§ Excerpted passage:
Working Group membership can be found on the Common Repository Working Group AIRR Communinty page.
Revisions:
- v0.4.0 (Ratified at AIRR Community Meeting, December 2017)
- v0.5.0 (revisions to use the phrase "AIRR Data Commons", August 2018)
- v0.6.0 (Ratified at AIRR Community Meeting, May 2019)
- v0.7.0 (Ratified at AIRR Community Meeting, December 2020)
- v0.8.0 (Ratified at AIRR Community Meeting, May 2022)
- v0.9.0 (Ratified at AIRR Community Meeting, June 2024)
The use of high-throughput sequencing for profiling B-cell and T-cell receptors has resulted in a rapid increase in data generation. It is timely, therefore, for the Adaptive Immune Receptor Repertoire (AIRR) Community to establish a clear set of community-accepted data and metadata standards; analytical tools; and policies and practices for infrastructure to support data deposit, curation, storage, and use. Such actions are in accordance with the policies of international funding bodies and publishers, which promote data deposition and sharing. At a minimum, data on which scientific publications are based should be made available immediately on publication. Data deposit in publicly accessible repositories ensures that published results can be validated. Such deposition also facilitates reuse of data for the generation of new hypotheses and new knowledge.
The AIRR Community (AIRR-C) Common Repository Working Group (CRWG) developed a set of recommendations that promote the deposit, sharing, and use of AIRR sequence data. These recommendations were refined following community discussions at the AIRR 2016 and 2017 Community Meetings and were approved through a vote by the AIRR Community at the AIRR Community Meeting in December 2017. The current version here is being submitted for ratification at the June 2024 AIRR Meeting.

§ Instructions:
A: According to the text on the AIRR sharing recommendations, at which meeting were the recommendations approved by a community vote?
B: In the text on the AIRR sharing recommendations, rewrite the passage starting at "The AIRR Community (AIRR-C)" and ending at "2024 AIRR Meeting.", with "refined" replaced by "revised".

§ Information provided:
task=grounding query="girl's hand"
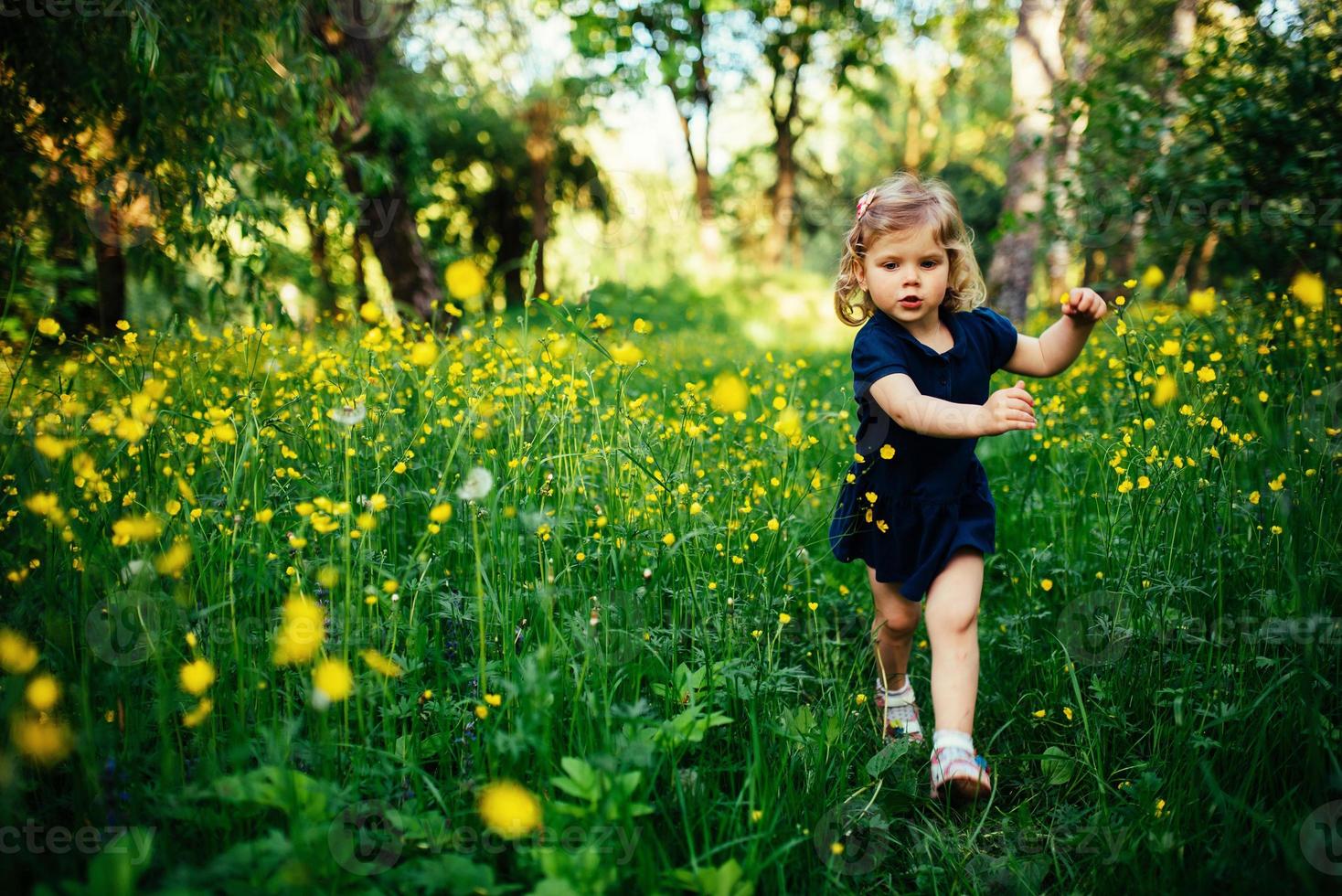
[980,379,1038,436]
[1063,285,1109,324]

§ Solutions to the tasks:
A: The AIRR Community Meeting in December 2017.

B:
The AIRR Community (AIRR-C) Common Repository Working Group (CRWG) developed a set of recommendations that promote the deposit, sharing, and use of AIRR sequence data. These recommendations were revised following community discussions at the AIRR 2016 and 2017 Community Meetings and were approved through a vote by the AIRR Community at the AIRR Community Meeting in December 2017. The current version here is being submitted for ratification at the June 2024 AIRR Meeting.